--- begin ---

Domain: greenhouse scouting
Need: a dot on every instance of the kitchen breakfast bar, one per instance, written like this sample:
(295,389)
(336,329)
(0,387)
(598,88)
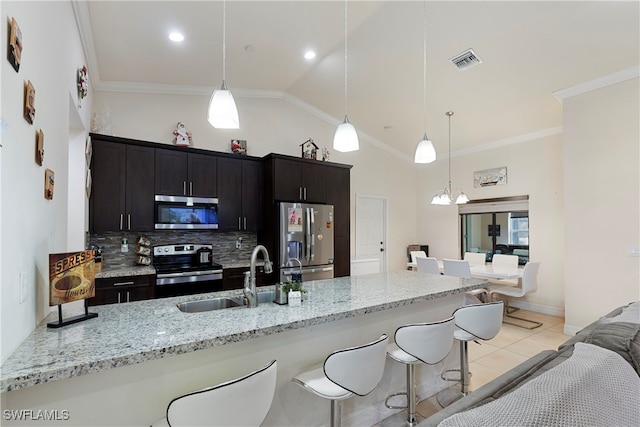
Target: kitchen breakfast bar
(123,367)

--- end ---
--- begin ---

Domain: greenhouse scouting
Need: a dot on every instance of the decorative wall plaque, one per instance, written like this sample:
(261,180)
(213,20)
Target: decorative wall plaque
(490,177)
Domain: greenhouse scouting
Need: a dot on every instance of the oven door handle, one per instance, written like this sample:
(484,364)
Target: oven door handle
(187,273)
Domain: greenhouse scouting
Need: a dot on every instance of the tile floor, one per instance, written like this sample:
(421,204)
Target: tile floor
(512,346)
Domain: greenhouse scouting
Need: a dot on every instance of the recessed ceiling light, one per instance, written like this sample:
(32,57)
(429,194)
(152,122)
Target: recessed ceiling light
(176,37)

--- end ---

_Required work_. Pick out every line in the items above that contains the string "wall", and copy each one.

_Problem solution_.
Need: a dot on every instance of the decorative wall plaque, one per instance, written like this sample:
Target: decorative wall plaque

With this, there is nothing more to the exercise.